SUPPLIED ENTRIES »
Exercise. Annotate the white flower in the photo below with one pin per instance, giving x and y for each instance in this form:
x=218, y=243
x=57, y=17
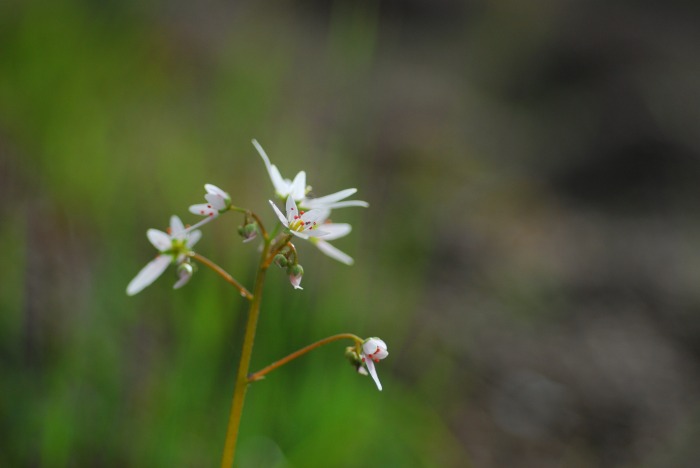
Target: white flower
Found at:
x=297, y=188
x=299, y=223
x=295, y=274
x=283, y=187
x=373, y=350
x=218, y=202
x=296, y=281
x=173, y=247
x=334, y=231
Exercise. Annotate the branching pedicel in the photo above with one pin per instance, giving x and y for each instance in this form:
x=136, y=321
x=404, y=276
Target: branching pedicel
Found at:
x=305, y=218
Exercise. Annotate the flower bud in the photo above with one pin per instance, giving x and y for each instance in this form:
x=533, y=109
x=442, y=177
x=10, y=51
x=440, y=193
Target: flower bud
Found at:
x=296, y=270
x=355, y=360
x=248, y=232
x=184, y=273
x=280, y=260
x=373, y=350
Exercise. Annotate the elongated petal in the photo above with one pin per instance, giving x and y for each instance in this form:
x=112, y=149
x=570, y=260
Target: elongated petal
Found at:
x=313, y=217
x=291, y=209
x=333, y=251
x=280, y=215
x=309, y=233
x=298, y=188
x=333, y=197
x=373, y=372
x=311, y=204
x=204, y=209
x=159, y=239
x=213, y=189
x=335, y=230
x=347, y=203
x=193, y=237
x=148, y=274
x=277, y=181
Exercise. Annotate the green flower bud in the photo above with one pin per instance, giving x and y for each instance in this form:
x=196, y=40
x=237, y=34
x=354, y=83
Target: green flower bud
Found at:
x=280, y=260
x=296, y=270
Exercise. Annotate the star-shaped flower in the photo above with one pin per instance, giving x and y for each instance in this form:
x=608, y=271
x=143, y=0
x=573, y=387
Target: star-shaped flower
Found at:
x=218, y=202
x=334, y=231
x=301, y=224
x=373, y=350
x=297, y=188
x=173, y=247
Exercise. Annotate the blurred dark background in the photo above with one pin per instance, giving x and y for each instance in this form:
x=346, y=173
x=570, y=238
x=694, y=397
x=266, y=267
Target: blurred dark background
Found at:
x=531, y=254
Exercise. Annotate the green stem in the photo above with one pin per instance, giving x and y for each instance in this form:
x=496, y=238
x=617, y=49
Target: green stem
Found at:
x=261, y=373
x=244, y=364
x=223, y=273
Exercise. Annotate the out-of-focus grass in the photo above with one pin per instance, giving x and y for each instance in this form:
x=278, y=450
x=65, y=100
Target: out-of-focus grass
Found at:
x=111, y=121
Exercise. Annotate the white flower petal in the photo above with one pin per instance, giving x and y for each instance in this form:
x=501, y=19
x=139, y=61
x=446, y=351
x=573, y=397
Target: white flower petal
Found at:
x=216, y=201
x=204, y=209
x=148, y=274
x=298, y=187
x=347, y=203
x=375, y=346
x=291, y=209
x=296, y=281
x=336, y=230
x=281, y=187
x=280, y=215
x=333, y=197
x=176, y=226
x=312, y=216
x=309, y=233
x=193, y=237
x=373, y=372
x=159, y=239
x=333, y=252
x=213, y=189
x=185, y=277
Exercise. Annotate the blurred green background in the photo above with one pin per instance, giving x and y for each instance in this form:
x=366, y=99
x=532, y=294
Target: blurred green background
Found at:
x=531, y=254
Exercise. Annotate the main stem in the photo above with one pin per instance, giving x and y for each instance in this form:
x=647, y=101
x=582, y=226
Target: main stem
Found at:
x=244, y=364
x=343, y=336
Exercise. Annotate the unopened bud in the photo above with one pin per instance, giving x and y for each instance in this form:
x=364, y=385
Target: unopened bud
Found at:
x=248, y=232
x=296, y=270
x=280, y=260
x=184, y=273
x=355, y=360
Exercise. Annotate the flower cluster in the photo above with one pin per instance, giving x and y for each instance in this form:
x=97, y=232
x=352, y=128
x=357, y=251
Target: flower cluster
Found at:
x=304, y=217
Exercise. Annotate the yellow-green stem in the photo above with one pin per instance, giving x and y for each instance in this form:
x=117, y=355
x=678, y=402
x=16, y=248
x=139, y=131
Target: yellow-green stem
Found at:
x=244, y=364
x=342, y=336
x=223, y=273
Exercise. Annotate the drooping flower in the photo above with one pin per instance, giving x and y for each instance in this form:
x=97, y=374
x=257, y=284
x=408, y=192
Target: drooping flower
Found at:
x=295, y=274
x=373, y=350
x=298, y=190
x=334, y=231
x=301, y=224
x=173, y=247
x=218, y=202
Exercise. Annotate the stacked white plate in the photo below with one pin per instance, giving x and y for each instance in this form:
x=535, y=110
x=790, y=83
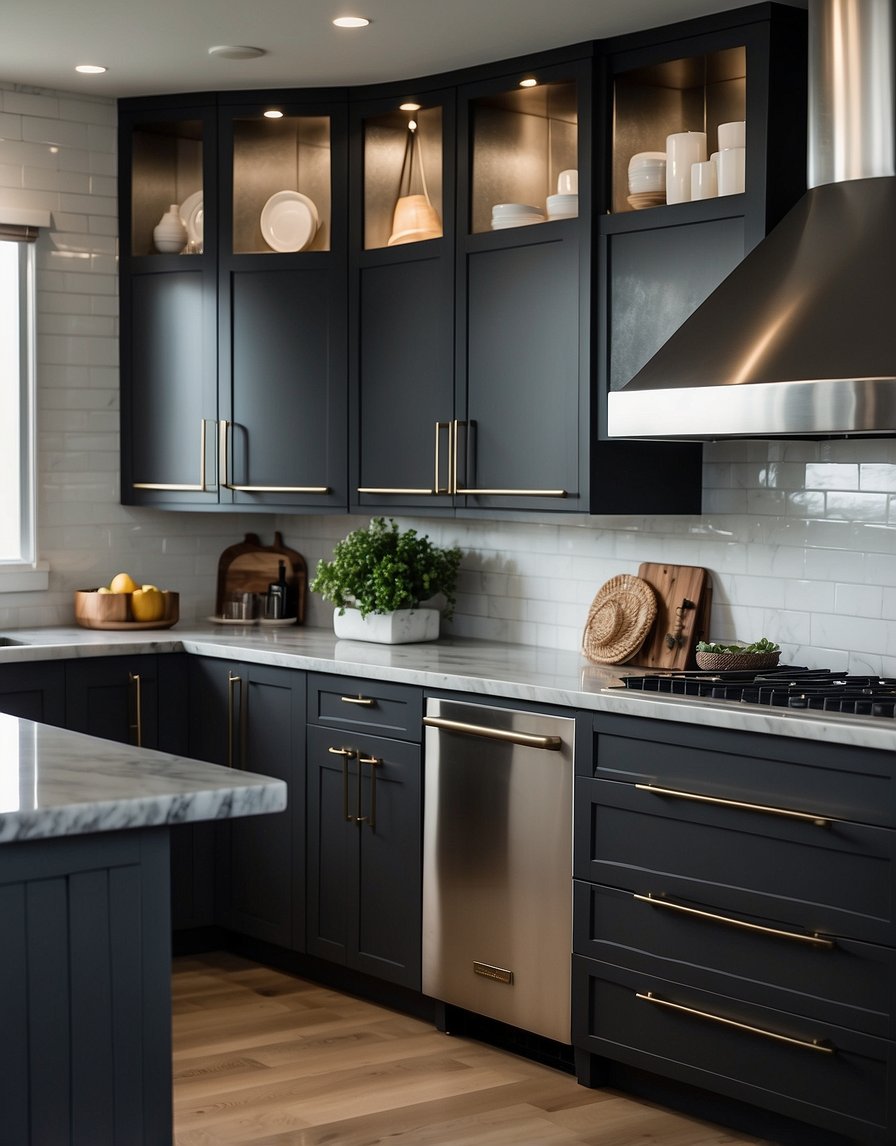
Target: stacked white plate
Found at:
x=562, y=206
x=515, y=214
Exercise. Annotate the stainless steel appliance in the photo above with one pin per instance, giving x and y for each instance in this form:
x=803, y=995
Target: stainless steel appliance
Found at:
x=497, y=863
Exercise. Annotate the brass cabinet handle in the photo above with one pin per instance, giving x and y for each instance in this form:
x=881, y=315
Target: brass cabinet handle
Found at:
x=815, y=1044
x=136, y=728
x=232, y=711
x=816, y=941
x=201, y=488
x=222, y=453
x=527, y=739
x=718, y=801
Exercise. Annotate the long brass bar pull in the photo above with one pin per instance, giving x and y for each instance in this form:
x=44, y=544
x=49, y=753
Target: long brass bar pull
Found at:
x=371, y=818
x=816, y=941
x=815, y=1044
x=234, y=707
x=136, y=728
x=721, y=802
x=527, y=739
x=174, y=487
x=346, y=754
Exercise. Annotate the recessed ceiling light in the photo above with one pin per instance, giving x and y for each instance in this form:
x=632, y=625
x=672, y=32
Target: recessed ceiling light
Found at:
x=235, y=52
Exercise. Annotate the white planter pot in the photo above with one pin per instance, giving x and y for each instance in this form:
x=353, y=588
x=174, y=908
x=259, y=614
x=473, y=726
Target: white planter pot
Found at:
x=403, y=626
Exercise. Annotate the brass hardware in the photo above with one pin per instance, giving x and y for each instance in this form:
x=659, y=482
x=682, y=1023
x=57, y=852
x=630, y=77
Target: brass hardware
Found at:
x=232, y=682
x=136, y=728
x=817, y=941
x=527, y=739
x=222, y=440
x=201, y=488
x=371, y=819
x=500, y=974
x=815, y=1044
x=807, y=816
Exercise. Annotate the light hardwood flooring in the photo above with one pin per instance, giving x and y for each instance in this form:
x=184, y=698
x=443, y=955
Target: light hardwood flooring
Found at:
x=269, y=1059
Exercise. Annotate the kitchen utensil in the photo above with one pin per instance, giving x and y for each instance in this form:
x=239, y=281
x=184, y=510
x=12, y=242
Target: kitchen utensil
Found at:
x=289, y=221
x=682, y=150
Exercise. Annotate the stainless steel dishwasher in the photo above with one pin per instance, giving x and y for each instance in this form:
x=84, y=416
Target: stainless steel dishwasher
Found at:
x=497, y=863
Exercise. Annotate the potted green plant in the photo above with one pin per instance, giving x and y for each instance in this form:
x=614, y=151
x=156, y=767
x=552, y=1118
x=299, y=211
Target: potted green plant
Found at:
x=378, y=578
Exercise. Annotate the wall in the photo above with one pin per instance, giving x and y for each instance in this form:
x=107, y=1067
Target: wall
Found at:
x=800, y=538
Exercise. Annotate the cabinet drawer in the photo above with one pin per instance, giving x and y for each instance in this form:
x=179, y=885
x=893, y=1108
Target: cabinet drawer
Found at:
x=835, y=879
x=777, y=1059
x=773, y=964
x=833, y=779
x=355, y=703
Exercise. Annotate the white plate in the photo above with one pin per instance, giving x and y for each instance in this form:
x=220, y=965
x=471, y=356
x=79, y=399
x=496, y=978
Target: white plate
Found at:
x=191, y=217
x=289, y=221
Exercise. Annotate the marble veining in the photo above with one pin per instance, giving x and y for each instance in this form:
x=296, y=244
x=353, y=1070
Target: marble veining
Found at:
x=535, y=675
x=59, y=783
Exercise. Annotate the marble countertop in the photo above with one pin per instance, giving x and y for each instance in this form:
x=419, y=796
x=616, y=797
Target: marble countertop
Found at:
x=56, y=783
x=488, y=668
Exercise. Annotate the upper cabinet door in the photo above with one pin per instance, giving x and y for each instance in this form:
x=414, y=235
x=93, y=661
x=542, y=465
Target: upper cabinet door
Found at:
x=282, y=305
x=520, y=432
x=169, y=305
x=401, y=300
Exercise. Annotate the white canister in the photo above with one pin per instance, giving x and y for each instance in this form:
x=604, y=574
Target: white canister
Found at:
x=704, y=183
x=731, y=170
x=683, y=149
x=733, y=134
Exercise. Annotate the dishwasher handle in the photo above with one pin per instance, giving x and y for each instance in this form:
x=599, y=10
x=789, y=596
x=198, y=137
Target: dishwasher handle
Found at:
x=527, y=739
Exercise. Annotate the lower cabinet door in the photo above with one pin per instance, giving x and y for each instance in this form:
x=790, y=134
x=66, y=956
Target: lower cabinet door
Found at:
x=364, y=863
x=776, y=1059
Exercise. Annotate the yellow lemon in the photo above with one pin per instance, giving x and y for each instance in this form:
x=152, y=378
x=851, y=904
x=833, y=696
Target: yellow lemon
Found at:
x=123, y=582
x=147, y=604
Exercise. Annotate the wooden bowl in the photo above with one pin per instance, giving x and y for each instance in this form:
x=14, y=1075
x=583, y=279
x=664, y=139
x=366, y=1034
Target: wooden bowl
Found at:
x=730, y=661
x=112, y=611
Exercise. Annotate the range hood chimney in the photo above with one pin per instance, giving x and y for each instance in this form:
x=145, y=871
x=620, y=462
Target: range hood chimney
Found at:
x=800, y=339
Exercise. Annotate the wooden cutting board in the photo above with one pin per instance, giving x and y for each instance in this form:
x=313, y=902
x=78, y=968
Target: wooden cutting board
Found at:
x=684, y=597
x=250, y=567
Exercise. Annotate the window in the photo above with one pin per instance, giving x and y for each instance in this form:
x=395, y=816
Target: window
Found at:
x=16, y=403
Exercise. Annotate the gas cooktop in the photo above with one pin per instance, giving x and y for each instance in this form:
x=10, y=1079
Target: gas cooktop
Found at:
x=785, y=687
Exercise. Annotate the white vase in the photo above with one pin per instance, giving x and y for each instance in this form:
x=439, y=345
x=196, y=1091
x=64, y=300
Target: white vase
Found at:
x=403, y=626
x=170, y=235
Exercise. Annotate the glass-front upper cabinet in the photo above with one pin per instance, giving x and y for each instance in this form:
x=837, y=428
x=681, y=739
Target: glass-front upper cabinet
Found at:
x=278, y=166
x=524, y=152
x=167, y=155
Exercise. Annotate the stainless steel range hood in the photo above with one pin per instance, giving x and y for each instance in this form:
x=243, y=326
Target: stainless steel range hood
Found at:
x=800, y=340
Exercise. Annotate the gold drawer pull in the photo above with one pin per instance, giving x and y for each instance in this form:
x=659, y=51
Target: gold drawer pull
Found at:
x=806, y=816
x=816, y=941
x=815, y=1044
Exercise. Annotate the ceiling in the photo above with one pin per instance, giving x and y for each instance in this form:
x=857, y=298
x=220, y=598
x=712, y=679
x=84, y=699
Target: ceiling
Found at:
x=163, y=46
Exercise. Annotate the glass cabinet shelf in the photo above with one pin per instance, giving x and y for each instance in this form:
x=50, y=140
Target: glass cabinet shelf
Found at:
x=281, y=183
x=693, y=94
x=166, y=171
x=521, y=141
x=403, y=199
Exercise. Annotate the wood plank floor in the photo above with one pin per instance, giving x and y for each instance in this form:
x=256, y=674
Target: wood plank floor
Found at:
x=269, y=1059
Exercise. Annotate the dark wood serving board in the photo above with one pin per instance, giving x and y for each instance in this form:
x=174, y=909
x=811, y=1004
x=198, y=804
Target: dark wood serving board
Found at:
x=684, y=597
x=250, y=567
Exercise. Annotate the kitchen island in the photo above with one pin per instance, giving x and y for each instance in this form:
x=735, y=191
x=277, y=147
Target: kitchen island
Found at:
x=85, y=958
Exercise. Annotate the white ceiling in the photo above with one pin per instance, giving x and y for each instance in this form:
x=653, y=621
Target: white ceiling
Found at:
x=155, y=46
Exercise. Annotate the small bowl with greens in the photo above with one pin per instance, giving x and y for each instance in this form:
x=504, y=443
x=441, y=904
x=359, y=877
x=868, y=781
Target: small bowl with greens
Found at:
x=721, y=658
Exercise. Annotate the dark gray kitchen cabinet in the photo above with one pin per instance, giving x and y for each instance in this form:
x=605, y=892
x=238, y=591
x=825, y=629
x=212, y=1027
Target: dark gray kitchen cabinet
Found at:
x=364, y=827
x=252, y=717
x=34, y=691
x=733, y=919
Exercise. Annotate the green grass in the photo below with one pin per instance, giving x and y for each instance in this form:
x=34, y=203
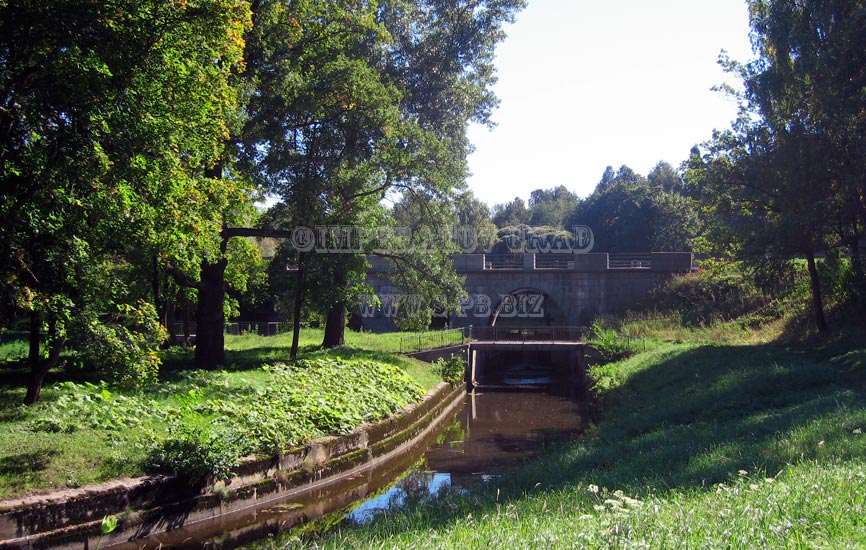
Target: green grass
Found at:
x=83, y=432
x=701, y=446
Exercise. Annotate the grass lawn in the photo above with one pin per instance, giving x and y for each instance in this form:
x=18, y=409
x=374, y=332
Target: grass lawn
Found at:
x=84, y=432
x=701, y=446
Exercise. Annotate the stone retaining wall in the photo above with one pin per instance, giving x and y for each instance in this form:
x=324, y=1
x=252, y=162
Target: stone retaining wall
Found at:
x=146, y=506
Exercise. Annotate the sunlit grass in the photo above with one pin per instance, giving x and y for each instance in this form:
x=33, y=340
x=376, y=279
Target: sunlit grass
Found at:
x=701, y=446
x=78, y=453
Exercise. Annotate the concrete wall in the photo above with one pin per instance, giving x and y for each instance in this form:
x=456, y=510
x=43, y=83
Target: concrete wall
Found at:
x=571, y=296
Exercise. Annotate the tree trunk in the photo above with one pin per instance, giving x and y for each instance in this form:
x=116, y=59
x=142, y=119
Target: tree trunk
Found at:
x=210, y=317
x=299, y=304
x=335, y=326
x=40, y=367
x=815, y=283
x=34, y=354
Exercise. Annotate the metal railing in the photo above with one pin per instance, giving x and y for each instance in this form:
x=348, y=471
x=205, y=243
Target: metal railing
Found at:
x=432, y=340
x=629, y=261
x=553, y=261
x=529, y=334
x=503, y=261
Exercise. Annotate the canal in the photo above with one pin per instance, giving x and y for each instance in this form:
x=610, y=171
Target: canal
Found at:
x=496, y=430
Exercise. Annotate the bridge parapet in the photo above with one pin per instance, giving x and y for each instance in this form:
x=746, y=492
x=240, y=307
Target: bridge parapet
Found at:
x=528, y=334
x=677, y=262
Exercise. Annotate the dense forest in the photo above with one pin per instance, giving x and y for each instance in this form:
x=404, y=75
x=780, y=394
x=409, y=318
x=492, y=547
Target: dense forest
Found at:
x=139, y=136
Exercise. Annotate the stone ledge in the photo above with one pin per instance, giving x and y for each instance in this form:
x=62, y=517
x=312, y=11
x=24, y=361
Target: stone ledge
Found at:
x=150, y=505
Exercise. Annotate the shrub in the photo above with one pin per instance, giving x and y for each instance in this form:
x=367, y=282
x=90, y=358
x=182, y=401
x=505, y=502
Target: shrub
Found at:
x=124, y=345
x=194, y=454
x=609, y=345
x=452, y=370
x=701, y=299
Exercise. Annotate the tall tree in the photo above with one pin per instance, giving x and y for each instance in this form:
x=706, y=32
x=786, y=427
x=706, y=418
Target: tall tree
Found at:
x=376, y=99
x=108, y=116
x=787, y=162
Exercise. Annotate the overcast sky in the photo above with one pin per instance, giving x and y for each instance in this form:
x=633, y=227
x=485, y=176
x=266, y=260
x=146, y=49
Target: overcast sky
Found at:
x=584, y=85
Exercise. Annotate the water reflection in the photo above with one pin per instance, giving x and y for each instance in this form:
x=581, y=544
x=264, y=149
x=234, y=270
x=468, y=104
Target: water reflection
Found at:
x=495, y=432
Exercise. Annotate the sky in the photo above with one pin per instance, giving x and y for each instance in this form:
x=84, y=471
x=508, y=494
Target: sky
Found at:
x=589, y=84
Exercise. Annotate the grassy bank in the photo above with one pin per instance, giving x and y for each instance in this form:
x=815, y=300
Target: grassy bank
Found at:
x=701, y=446
x=85, y=432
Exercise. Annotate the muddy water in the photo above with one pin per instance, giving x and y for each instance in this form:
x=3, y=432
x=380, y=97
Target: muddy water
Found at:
x=495, y=431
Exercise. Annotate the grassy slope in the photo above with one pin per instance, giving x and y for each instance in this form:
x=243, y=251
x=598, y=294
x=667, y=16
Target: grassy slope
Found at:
x=702, y=446
x=38, y=461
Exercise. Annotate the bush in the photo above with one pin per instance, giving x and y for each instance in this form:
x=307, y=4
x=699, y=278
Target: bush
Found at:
x=194, y=454
x=717, y=294
x=123, y=347
x=453, y=370
x=609, y=345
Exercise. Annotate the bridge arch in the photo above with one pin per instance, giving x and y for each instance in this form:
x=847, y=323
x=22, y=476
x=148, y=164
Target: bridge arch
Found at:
x=527, y=306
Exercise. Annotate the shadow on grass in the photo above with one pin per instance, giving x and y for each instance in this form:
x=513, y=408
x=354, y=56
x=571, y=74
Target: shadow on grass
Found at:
x=695, y=418
x=698, y=417
x=26, y=463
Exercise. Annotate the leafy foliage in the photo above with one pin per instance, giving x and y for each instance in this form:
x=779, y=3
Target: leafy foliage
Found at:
x=451, y=370
x=717, y=294
x=124, y=346
x=609, y=344
x=196, y=454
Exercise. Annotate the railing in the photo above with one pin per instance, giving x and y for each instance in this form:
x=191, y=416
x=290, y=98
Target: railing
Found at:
x=503, y=261
x=432, y=340
x=529, y=334
x=629, y=261
x=263, y=329
x=553, y=261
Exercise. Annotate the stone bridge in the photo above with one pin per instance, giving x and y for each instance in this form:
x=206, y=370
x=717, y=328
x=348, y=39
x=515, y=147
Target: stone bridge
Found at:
x=535, y=289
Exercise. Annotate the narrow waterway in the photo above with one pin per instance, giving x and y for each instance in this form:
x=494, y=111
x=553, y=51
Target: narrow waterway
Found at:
x=494, y=431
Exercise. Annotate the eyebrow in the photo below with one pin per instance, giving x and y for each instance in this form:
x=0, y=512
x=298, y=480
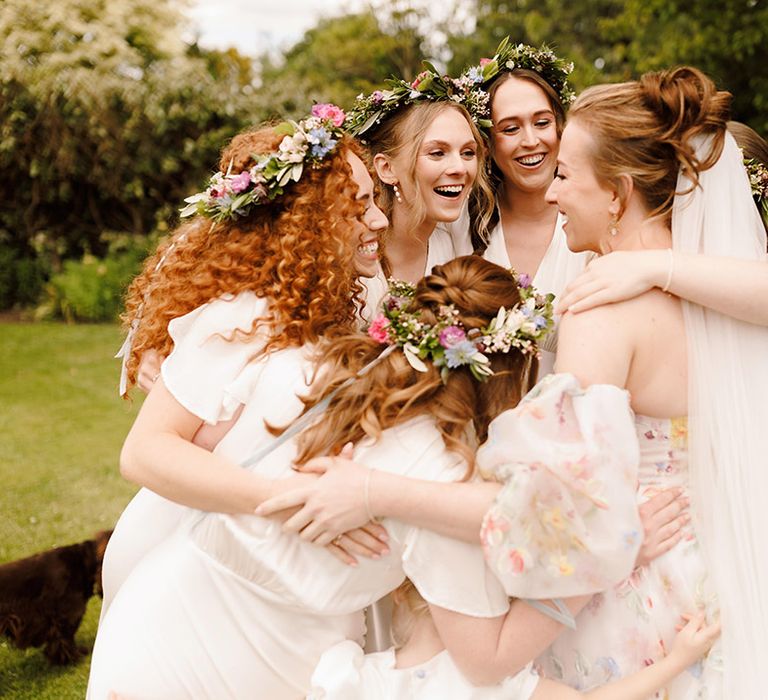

TASK GOAL » Reproduce verbatim the lines of the records from the one containing "Exercise. Annotate the leafy" through the one containing "x=196, y=454", both inclusive.

TASK RESPONSE »
Exercise. Annotate the leafy foliage in the photo above with one pin per instance, giving x and y for each instance in this form:
x=779, y=3
Target: leafy foliage
Found at:
x=451, y=370
x=717, y=294
x=124, y=346
x=609, y=344
x=196, y=454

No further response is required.